### [Task objective]
Tally the lines in the items below that contain the string "mountain". Give only the number.

Stored dataset items
--- Begin ---

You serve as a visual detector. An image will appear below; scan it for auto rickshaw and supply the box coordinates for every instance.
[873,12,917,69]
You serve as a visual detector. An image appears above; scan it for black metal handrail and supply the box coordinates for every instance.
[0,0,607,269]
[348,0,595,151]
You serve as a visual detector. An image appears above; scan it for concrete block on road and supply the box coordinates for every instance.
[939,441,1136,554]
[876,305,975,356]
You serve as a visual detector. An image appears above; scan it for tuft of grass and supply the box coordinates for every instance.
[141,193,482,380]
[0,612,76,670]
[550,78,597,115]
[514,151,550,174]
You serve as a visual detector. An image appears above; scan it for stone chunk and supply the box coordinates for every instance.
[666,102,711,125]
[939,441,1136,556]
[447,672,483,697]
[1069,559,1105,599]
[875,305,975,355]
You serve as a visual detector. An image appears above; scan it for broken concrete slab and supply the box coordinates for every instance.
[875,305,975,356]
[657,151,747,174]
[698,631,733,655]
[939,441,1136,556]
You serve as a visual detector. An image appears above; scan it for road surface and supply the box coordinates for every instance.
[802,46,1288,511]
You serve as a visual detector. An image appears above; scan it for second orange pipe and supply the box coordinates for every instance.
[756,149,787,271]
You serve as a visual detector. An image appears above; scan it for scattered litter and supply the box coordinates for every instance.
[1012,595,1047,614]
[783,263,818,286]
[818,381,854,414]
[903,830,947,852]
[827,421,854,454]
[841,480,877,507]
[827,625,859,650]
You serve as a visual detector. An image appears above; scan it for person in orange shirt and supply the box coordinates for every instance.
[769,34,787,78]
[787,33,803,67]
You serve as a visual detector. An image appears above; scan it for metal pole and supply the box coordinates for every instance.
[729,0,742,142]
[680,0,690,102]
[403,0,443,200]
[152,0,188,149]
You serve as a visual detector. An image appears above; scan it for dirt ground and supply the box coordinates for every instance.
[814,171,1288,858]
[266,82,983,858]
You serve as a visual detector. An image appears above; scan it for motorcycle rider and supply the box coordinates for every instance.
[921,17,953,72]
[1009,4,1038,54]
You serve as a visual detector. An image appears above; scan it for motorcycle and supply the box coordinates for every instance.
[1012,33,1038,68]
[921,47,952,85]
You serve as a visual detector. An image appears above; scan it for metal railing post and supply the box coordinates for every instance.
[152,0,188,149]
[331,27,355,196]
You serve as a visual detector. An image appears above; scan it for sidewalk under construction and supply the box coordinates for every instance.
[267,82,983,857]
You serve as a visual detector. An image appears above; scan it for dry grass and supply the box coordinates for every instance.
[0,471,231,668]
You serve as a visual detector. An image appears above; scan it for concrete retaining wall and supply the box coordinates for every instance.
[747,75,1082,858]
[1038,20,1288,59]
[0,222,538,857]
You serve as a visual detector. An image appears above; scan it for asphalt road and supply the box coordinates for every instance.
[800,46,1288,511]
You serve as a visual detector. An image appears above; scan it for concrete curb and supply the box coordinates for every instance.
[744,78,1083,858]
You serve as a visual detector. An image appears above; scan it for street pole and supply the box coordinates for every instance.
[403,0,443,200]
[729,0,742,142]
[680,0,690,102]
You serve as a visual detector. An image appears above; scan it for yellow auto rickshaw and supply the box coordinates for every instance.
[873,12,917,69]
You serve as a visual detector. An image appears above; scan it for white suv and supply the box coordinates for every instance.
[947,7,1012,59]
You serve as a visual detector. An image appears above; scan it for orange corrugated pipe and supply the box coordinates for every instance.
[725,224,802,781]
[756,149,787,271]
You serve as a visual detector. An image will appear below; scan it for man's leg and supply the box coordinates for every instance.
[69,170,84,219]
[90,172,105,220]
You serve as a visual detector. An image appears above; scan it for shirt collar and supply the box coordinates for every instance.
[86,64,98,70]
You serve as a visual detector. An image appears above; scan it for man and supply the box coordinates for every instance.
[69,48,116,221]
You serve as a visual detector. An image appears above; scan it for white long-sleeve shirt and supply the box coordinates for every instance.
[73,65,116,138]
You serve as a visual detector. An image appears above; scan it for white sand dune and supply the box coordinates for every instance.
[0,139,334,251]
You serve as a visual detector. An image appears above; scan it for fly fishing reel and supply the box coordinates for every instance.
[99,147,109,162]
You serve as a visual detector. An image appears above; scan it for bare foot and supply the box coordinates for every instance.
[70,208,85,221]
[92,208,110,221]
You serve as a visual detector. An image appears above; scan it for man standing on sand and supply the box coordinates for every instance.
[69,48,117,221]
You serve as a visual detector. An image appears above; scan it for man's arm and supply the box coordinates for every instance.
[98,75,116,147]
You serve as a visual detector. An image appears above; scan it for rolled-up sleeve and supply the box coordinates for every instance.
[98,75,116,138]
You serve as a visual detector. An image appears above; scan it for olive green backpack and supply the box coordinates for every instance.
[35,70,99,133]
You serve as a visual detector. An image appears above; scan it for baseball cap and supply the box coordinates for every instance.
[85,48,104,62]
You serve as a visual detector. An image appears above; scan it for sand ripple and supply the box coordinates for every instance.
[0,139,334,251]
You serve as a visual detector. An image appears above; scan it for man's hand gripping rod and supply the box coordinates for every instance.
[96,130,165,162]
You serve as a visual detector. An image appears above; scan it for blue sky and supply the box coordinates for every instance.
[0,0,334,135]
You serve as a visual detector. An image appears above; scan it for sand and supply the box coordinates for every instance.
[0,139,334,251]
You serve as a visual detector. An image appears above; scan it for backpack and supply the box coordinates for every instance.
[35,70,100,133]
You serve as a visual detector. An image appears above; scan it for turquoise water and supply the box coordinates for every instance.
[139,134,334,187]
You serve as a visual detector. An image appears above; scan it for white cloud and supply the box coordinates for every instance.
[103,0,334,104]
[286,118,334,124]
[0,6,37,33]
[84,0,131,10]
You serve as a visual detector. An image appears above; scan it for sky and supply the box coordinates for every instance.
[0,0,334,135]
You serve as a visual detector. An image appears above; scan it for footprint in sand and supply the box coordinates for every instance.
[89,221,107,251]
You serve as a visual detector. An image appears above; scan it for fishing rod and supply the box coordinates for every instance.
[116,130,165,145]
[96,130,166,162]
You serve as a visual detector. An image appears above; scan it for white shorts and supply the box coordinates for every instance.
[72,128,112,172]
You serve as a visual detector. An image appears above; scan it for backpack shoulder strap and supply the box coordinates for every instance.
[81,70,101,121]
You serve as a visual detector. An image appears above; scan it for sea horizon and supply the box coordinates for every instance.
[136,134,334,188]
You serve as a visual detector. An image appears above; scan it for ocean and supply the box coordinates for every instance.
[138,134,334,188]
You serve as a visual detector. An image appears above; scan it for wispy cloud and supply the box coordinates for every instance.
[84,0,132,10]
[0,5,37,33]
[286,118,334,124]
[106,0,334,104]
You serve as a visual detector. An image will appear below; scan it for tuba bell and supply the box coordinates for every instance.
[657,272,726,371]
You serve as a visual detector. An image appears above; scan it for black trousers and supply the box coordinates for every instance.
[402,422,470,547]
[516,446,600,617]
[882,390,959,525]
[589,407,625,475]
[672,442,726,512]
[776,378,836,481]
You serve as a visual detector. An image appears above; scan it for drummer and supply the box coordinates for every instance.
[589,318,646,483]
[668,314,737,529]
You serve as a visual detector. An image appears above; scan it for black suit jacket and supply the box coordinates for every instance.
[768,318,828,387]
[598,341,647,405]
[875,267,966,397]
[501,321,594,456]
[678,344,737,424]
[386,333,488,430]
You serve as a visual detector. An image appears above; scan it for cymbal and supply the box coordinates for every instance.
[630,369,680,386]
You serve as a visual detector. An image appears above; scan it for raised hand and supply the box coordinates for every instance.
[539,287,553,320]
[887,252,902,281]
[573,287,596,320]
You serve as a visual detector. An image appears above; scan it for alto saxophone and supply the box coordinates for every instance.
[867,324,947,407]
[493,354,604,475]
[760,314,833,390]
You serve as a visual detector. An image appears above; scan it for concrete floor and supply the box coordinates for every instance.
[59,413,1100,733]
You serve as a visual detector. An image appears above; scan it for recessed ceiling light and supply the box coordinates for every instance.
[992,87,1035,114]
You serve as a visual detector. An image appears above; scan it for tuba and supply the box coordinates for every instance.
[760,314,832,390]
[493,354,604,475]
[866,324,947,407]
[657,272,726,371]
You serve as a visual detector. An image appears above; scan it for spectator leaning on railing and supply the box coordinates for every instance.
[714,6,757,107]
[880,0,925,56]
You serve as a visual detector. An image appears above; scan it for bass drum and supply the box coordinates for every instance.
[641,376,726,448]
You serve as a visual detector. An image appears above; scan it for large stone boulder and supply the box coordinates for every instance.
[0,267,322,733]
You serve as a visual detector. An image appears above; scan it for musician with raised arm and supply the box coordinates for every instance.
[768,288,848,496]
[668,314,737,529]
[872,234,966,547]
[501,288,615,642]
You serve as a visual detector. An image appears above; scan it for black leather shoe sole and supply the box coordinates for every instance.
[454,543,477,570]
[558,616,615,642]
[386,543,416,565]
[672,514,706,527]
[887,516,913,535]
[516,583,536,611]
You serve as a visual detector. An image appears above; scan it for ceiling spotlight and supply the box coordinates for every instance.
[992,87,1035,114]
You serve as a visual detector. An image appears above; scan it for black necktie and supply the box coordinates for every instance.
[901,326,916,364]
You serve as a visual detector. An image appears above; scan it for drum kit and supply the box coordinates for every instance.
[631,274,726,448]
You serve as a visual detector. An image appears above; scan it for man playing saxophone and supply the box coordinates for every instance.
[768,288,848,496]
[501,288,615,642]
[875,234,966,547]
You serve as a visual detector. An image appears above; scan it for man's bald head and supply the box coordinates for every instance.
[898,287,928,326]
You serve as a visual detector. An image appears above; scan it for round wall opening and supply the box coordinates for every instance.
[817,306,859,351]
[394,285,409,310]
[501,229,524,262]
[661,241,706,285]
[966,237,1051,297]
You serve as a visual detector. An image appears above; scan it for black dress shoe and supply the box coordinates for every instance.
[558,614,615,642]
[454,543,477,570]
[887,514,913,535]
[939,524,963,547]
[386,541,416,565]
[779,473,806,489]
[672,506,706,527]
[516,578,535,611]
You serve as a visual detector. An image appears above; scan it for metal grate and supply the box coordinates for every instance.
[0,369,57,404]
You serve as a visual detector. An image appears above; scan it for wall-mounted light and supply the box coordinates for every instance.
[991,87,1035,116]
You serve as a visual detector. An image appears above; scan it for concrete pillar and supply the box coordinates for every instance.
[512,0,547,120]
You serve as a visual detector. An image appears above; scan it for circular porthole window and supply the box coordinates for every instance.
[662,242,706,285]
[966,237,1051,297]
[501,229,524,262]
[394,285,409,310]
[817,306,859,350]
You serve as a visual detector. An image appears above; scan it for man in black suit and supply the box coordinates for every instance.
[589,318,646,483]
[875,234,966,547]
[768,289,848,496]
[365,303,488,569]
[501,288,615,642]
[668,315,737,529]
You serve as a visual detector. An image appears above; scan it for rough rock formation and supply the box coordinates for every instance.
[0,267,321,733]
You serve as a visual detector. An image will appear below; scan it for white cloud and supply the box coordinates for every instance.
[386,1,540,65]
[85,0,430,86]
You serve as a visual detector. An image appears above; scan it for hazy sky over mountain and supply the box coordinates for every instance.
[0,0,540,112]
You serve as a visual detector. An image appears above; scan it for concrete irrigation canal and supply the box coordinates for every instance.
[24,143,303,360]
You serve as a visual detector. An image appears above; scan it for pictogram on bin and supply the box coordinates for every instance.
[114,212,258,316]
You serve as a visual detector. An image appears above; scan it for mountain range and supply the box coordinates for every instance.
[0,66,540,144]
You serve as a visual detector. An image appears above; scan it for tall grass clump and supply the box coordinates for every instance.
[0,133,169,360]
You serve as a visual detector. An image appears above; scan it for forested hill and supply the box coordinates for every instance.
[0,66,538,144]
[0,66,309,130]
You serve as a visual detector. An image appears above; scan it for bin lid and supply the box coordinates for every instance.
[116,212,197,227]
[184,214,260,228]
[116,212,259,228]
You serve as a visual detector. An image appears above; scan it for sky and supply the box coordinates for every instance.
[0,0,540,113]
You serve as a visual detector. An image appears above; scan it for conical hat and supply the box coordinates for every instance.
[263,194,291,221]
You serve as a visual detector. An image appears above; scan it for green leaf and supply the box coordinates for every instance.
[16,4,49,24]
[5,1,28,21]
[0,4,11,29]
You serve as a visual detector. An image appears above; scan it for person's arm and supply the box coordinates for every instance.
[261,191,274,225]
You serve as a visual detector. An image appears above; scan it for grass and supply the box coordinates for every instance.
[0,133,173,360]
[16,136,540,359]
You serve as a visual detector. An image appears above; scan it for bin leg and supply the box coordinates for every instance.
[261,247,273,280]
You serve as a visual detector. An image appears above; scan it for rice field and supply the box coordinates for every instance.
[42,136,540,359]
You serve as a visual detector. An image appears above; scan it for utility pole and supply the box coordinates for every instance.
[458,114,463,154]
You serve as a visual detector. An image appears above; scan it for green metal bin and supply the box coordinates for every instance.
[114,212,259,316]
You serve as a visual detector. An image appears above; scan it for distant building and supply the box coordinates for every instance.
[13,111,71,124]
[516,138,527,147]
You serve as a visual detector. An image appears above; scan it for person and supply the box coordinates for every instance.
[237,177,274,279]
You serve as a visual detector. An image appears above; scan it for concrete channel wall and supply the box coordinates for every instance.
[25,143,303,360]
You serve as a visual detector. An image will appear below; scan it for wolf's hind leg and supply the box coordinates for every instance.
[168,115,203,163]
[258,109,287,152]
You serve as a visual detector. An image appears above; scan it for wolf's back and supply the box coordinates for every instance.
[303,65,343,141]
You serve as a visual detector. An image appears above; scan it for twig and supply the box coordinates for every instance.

--- End ---

### [Reply]
2